» Passage given
====

Ask Wine Wizard

pH of Non-Grape Wines

TroubleShooting

A. J. Rawls — Anchorage, Alaska asks,
Q

I live in sunny Alaska and we don’t usually have a ready supply of grapes. I usually make dandelion, crabapple, blueberry, rhubarb, raspberry, rosehip and strawberry wines because those are more available here. How does pH affect non-grape wines? What effect do tartaric acid additions have on these fruits? I usually adjust acidity using an acid test kit to make my first rough additions, then to taste with acid blend. What else should I do to move from adequate wines to great wines?

A

It seems like you already have the acidity-adjusting situation well in hand — this is often one of the areas in which non-grape wines meet their downfall. As you already have realized, the first step to making great wines from non-grape sources is to recognize that these materials are different from grapes and will usually (though not always), lack the necessary acidity, sugar content and nutrient balance to result in a pleasing, balanced, ageable and microbially-stable beverage. You are doing yourself and your wines a great service by using an acid test kit, coupled with your natural sense of taste, to adjust the acidity appropriately.

When dealing with any kind of non-grape material for winemaking, it’s important to remember the chemistry parameters of what will, hopefully, yield wine as an end product. The starting material (juice, must or composed “brew” of non-grape items) of most table wines (we’ll leave the discussion of dessert, sweet, fortified or sparkling wines for subsequent columns) made from grapes fall within the following ranges: Titratable (or Total) Acidity: 5.0–8.0 g/L, pH 3.10–3.65, Brix (sugar levels) 22.0–26.0.

Due to style desires as well as practicality, however, non-grape or country wines are often started with lower sugar levels and will result in a lower eventual alcohol content, like 9.0% or 10.0%. This is perfectly fine, though the wines may not age as long as a higher-alcohol table wine.

====

» Material provided
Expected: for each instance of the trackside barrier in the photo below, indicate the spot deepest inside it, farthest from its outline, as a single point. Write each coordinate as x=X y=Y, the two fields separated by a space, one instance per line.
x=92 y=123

====

» Directions
**A.** In the column on non-grape wines, repeat everything from "pH of Non-Grape" down to "to great wines?", word for word.
**B.** Answer these from the column on non-grape wines:
(i) In what city does the person asking the question live?
(ii) What pH range does the starting material of most grape table wines fall within?
(iii) What eventual alcohol contents are given as examples for country wines started with lower sugar levels?

» Answer set
**A.**
pH of Non-Grape Wines

TroubleShooting

A. J. Rawls — Anchorage, Alaska asks,
Q

I live in sunny Alaska and we don’t usually have a ready supply of grapes. I usually make dandelion, crabapple, blueberry, rhubarb, raspberry, rosehip and strawberry wines because those are more available here. How does pH affect non-grape wines? What effect do tartaric acid additions have on these fruits? I usually adjust acidity using an acid test kit to make my first rough additions, then to taste with acid blend. What else should I do to move from adequate wines to great wines?

**B.**
(i) Anchorage, Alaska
(ii) 3.10–3.65
(iii) 9.0% or 10.0%